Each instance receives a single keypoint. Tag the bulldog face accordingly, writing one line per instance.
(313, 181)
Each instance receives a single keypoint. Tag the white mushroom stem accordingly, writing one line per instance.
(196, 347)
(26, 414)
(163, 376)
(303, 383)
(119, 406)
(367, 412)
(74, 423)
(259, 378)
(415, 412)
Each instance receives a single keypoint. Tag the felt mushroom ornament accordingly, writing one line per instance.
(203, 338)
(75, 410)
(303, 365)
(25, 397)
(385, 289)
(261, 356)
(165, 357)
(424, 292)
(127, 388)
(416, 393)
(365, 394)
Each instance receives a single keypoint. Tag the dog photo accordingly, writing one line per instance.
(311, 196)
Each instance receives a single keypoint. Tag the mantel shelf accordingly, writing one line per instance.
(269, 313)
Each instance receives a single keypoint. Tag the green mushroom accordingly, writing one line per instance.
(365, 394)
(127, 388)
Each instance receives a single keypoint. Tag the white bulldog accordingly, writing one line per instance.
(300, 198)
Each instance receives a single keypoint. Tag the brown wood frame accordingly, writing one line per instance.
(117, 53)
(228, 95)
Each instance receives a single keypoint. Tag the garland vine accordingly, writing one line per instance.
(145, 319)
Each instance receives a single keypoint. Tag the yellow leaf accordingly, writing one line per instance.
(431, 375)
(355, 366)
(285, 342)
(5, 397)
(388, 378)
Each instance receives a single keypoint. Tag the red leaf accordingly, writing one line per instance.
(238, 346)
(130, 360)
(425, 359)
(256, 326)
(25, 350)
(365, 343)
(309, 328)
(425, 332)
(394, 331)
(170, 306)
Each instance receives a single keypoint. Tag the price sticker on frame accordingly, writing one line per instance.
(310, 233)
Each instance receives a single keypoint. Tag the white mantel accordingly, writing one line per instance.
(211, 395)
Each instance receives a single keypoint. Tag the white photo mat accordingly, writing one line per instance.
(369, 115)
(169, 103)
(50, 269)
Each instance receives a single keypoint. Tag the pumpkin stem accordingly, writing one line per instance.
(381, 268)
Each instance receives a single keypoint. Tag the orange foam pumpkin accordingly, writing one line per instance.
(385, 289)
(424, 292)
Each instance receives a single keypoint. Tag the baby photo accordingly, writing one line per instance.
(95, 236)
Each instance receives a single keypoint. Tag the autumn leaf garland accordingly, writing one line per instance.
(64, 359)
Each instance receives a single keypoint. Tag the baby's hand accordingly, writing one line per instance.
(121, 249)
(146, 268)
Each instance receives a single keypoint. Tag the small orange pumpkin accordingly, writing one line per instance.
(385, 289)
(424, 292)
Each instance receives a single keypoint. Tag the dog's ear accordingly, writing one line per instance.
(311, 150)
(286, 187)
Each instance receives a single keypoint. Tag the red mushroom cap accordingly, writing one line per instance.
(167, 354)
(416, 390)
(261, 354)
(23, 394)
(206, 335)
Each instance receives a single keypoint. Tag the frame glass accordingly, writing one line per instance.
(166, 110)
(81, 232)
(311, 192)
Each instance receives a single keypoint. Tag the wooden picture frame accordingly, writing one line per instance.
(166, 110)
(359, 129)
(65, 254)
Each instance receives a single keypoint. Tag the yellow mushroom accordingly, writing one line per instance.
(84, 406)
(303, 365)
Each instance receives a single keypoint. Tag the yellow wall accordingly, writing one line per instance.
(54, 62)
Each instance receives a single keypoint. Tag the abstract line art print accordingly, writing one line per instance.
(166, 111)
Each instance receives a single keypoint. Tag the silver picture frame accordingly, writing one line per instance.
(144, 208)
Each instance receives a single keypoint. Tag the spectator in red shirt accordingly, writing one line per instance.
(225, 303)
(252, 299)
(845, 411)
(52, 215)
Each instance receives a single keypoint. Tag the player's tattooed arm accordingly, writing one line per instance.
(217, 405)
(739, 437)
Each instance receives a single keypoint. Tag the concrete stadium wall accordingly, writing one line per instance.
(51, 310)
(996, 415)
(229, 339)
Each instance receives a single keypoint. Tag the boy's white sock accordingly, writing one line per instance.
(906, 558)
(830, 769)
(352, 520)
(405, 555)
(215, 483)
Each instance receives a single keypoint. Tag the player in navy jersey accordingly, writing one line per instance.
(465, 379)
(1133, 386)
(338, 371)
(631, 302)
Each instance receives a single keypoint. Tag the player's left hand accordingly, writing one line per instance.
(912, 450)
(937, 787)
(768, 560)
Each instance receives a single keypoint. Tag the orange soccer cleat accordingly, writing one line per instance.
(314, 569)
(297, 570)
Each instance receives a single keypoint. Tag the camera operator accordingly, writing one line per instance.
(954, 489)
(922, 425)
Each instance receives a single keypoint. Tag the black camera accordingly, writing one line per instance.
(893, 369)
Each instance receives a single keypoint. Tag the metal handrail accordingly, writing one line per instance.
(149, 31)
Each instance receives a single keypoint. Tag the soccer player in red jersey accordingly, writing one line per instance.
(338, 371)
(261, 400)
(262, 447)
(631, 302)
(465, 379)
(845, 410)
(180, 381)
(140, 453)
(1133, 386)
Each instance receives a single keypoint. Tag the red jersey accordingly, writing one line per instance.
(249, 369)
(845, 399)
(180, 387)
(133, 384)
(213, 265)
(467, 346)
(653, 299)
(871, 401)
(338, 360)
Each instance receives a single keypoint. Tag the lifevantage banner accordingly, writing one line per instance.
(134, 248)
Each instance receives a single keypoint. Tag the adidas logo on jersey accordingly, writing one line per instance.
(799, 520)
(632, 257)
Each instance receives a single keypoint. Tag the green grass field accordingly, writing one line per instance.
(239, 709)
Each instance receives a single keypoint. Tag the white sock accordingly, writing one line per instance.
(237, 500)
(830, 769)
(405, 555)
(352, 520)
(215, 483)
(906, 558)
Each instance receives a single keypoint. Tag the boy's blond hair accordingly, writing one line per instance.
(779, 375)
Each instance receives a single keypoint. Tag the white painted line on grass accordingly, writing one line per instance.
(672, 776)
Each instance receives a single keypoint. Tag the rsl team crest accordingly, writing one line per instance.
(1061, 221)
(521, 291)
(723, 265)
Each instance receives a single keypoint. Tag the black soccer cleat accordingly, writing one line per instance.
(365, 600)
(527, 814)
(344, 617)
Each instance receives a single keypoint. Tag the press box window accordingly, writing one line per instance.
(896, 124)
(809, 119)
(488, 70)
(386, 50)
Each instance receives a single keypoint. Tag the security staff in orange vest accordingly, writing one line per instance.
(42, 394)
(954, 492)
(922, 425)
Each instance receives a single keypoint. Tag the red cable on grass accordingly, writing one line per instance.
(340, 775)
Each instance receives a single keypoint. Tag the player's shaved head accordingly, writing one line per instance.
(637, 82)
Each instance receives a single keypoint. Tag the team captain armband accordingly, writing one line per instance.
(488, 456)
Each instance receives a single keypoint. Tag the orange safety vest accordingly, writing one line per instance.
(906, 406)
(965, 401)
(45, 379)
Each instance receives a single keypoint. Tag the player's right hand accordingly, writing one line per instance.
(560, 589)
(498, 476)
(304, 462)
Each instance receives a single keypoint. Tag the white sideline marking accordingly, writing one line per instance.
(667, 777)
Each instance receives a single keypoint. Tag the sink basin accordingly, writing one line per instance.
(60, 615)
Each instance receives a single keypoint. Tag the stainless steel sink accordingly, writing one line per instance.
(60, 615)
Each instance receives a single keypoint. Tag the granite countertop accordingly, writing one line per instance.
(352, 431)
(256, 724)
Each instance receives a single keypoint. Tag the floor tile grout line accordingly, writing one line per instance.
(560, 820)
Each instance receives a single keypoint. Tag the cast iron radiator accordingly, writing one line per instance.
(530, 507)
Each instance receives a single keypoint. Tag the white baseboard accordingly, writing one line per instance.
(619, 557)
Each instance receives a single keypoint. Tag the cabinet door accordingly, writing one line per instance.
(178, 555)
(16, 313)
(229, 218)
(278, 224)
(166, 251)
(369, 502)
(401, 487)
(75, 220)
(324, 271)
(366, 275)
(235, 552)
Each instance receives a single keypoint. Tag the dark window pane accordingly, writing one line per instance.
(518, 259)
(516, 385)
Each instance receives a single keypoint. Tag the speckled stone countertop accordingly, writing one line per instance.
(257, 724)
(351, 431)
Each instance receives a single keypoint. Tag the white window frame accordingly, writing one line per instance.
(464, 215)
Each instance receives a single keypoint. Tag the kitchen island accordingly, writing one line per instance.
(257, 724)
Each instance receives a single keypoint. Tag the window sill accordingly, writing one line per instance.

^^^^^^^^

■ **Exercise prompt**: Extract every line from the one with "Each instance receives a single keypoint. Tag the floor" down to the final line above, both included, exactly as written.

■ **Solution to the problem**:
Each instance receives a single keypoint. Tag the floor tile grout line accordingly, writing one line per instance.
(560, 820)
Each instance receives a single keypoint. Tag the cast iron radiator accordingly, writing one line per instance.
(530, 507)
Each instance receives a single keypoint. Tag the white baseboard accordingly, writing one line per instance.
(619, 557)
Each instance receives a single keypoint. Tag the cabinet door accordingly, writing one line per instance.
(178, 555)
(16, 313)
(229, 218)
(278, 224)
(166, 251)
(369, 502)
(401, 487)
(75, 220)
(324, 271)
(366, 275)
(235, 552)
Each instance receives a single keypoint. Tag the dark window pane accordingly, writing one line per instance.
(518, 259)
(516, 385)
Each instance receives a single keypoint. Tag the speckled stone countertop accordingly, writing one line per instance.
(257, 724)
(351, 431)
Each instance receives a single keypoint. Tag the white window frame accordingly, writing one line per instance.
(464, 215)
Each instance receives a single keypoint. Tag the kitchen island accordingly, writing one line per instance.
(257, 724)
Each instance receives a single keypoint. Tag the window sill accordingly, writing one line per instance.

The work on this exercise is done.